-- Begin RECORDS TO PROCESS --

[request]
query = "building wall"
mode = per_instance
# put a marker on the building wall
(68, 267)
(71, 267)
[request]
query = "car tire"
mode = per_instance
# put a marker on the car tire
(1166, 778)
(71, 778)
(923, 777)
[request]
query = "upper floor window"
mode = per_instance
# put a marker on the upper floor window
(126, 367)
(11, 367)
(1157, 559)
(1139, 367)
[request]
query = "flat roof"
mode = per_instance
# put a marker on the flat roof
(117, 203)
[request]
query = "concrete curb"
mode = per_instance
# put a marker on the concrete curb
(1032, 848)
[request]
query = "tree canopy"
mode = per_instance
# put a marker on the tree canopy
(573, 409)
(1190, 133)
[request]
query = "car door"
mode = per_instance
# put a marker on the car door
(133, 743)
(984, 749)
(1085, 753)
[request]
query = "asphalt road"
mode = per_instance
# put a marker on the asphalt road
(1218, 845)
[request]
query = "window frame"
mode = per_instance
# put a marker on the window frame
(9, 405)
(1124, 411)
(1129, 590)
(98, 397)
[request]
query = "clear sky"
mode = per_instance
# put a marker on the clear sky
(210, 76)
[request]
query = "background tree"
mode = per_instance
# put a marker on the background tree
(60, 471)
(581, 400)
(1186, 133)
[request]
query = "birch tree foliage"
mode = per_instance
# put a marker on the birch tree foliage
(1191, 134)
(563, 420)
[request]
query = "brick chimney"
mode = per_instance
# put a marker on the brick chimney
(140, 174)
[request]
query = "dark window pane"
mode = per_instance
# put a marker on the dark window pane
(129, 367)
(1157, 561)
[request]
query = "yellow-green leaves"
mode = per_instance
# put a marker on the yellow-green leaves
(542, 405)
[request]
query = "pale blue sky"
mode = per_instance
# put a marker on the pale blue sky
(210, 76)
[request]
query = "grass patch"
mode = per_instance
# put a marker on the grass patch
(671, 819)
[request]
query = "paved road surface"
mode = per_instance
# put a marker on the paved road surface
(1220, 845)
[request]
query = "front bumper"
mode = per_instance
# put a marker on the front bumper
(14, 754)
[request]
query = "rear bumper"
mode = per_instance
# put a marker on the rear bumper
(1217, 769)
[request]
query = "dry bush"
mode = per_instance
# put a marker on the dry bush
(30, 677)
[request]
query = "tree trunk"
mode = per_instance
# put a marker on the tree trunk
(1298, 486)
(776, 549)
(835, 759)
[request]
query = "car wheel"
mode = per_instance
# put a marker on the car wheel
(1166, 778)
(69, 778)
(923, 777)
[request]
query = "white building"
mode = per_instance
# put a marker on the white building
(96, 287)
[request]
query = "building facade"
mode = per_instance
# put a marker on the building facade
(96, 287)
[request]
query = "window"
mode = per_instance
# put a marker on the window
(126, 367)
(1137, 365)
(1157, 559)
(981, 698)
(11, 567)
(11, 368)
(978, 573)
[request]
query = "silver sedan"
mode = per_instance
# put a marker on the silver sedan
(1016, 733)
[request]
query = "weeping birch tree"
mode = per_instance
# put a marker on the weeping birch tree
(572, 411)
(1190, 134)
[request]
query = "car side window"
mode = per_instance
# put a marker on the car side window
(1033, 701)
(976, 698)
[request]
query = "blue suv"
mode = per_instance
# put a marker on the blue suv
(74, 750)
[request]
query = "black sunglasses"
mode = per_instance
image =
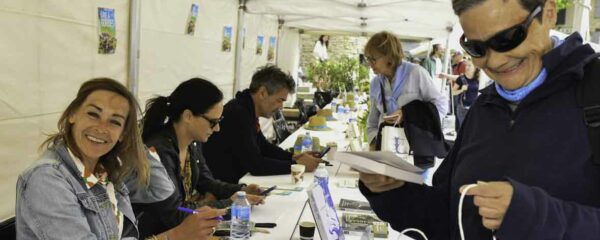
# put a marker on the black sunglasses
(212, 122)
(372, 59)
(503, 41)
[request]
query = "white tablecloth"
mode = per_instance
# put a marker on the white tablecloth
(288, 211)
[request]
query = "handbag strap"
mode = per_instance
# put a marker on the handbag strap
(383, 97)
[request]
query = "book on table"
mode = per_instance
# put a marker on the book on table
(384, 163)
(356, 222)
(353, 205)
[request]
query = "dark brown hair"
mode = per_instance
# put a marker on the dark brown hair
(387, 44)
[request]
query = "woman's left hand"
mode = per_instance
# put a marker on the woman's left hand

-- End RECORDS TO PROCESS --
-- Begin RECORDS TO PROCESS --

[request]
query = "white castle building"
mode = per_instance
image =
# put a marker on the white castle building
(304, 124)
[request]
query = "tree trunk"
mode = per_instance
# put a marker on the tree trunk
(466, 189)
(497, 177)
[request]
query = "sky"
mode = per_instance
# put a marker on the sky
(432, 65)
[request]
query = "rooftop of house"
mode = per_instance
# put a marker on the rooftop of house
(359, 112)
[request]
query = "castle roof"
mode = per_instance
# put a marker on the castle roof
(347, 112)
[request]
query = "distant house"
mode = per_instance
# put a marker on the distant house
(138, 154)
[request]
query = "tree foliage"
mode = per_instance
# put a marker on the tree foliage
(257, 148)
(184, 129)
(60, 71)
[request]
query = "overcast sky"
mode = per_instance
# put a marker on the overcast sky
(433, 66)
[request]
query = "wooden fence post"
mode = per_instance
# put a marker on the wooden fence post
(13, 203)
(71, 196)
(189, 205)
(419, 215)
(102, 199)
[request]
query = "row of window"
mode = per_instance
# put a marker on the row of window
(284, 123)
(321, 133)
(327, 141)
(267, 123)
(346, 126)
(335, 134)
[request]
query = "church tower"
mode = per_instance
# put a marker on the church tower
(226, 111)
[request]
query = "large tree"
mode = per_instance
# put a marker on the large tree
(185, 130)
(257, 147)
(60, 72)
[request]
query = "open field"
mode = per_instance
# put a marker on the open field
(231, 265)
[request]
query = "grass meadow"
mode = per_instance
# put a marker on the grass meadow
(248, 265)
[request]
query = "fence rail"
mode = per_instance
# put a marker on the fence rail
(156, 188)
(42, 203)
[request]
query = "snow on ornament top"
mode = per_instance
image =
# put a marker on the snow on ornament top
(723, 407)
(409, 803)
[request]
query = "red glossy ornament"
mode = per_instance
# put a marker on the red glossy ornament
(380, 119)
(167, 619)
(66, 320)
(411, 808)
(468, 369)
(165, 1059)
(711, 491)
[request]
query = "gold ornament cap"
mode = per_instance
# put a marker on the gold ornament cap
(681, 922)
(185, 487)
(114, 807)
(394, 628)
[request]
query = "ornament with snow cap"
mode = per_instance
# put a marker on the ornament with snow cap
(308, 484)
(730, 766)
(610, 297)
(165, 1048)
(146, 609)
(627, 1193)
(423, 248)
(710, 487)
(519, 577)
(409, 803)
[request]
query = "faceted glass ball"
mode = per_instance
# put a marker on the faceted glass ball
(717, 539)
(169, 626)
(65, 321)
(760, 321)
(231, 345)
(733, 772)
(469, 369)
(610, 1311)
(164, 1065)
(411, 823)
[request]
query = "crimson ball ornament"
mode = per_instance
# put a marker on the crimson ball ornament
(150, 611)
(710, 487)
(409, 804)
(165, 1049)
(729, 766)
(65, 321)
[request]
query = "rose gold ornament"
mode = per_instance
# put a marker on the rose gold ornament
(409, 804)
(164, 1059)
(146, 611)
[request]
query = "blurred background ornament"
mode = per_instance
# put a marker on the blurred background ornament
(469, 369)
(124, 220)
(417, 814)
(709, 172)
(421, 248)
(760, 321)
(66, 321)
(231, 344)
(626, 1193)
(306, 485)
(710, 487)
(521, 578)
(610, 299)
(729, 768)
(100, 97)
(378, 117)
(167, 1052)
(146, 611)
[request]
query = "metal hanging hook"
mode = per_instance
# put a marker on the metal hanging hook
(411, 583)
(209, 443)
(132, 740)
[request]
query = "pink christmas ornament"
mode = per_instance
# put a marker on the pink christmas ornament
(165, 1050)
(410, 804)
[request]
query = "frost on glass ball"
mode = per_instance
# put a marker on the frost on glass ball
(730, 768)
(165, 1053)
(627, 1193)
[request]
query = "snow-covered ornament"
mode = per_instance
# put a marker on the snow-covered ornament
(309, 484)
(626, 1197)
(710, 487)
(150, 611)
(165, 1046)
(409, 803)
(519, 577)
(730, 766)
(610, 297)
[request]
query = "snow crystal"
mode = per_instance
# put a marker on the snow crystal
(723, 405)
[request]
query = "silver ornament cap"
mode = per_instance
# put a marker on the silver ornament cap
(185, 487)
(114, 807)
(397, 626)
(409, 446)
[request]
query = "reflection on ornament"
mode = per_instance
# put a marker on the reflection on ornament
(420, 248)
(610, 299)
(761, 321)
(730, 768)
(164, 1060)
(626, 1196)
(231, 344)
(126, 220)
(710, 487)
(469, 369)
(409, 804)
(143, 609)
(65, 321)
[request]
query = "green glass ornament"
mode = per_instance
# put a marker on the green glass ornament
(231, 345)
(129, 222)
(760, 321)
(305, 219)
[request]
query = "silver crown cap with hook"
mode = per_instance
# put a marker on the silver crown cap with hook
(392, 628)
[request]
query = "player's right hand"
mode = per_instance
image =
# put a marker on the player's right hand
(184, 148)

-- End RECORDS TO PROCESS --

● AIM: Please report how many lines in the entries above contain the string "wheel", matching case, and give only the number.

● ANSWER TO THIS EXERCISE: 2